*insert generic excuse that culminates in the following reasons on why I've once again fallen behind in my blogging duties: I was busy, forgetful, and/or tired; I've had no time for adventuring; I've forgotten the entirety of English language and now only communicate with grunts and hand gesturing; and/or I've been too busy marathon-ing "The Office" for the umpteenth time.*
Now that the excuses are out of the way, please accept my humble apology and let's proceed.
This year, as most of you who are relatively familiar with who I am and where I am (for those not familiar with me, I shall enlighten you quickly: Sarrah, lives in China), I have found myself blessed beyond the average expat by having the good fortune of living in a comfortable & fancy (by my impoverished standards) apartment. It's a reasonably priced 90 square meter home with 2 bedrooms, 1 bathroom, an adorable kitchen, a cozy living room, and is fully furnished. My own place to host parties and with my students and practicing "adulating." I pay my own bills and everything.
Of course, this gem of mine is not truly my own. I am only a renter, after all, and my fabulous apartment has come hand-in-hand with the dutiful gamble every tenant signs up to: what kind of landlord did I get? Ah, the landlord.
I think the great Forest Gump may have said it best when describing such individuals in his renowned "box of chocolates" speech. (That is what his speech was about, wasn't it?) Landlords, like those relatively cheap heart-shaped Valentine's Day candy boxes are a true mystery. While you really don't know what you're going to get, once you start the renting process you do realize what flavor chocolate you'd rather not indulge in. After all, a chalky, toothpaste-filled, lovely-to-behold-at-first-glance-but-will-sucker-punch-your-taste-buds type landlord will absolutely ruin your renting experience, regardless of how affordable or luxurious your residence may be.
I'm relieved to be able to inform (and humbly brag) that my landlord is a very pleasant, even-tempered, and ridiculously helpful individual. For my first renting experience, in any country, I must say the bar has been set fairly high. For a first grab inside the chocolate box, my landlord will be a hard act to follow. He's the chocolate from the box that you grab without much thought, not really sure what's lurking inside, but soon find that you are pleasantly surprised by your choice. While this chocolate seems ordinary to any other chocolate, it is not filled with sharp orange zest, but instead a delicious peanut-butter flavor enriches your chocolate experience.
(Yeah forgive me, that metaphor got a little weird...)
From a geographic standpoint, my apartment is located near some mountains, tucked away in a little corner of the city. While I'm not really close or terribly convenient to downtown (where the fun hustle-and-bustle of Qingdao society exists), I am privy to less traffic, friendly locals, cleaner air (usually), and gorgeous scenery.

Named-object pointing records

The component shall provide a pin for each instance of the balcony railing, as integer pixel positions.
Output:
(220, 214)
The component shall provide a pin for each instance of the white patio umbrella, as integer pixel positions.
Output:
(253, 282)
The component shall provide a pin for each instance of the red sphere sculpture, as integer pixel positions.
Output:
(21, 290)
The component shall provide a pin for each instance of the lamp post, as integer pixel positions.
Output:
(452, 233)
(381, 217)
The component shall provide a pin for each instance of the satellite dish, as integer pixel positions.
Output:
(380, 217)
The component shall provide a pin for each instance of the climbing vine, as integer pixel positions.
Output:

→ Problems and tasks
1: According to the blog post about renting an apartment in China, how large is the apartment?
2: Return the records from the line with "vine, as integer pixel positions." up to and including the last line of the records, reproducing them unchanged.
The blog post and the records have no connection to each other.

→ Results in order
1: It is 90 square meters.

2:
The component shall provide a pin for each instance of the climbing vine, as integer pixel positions.
Output:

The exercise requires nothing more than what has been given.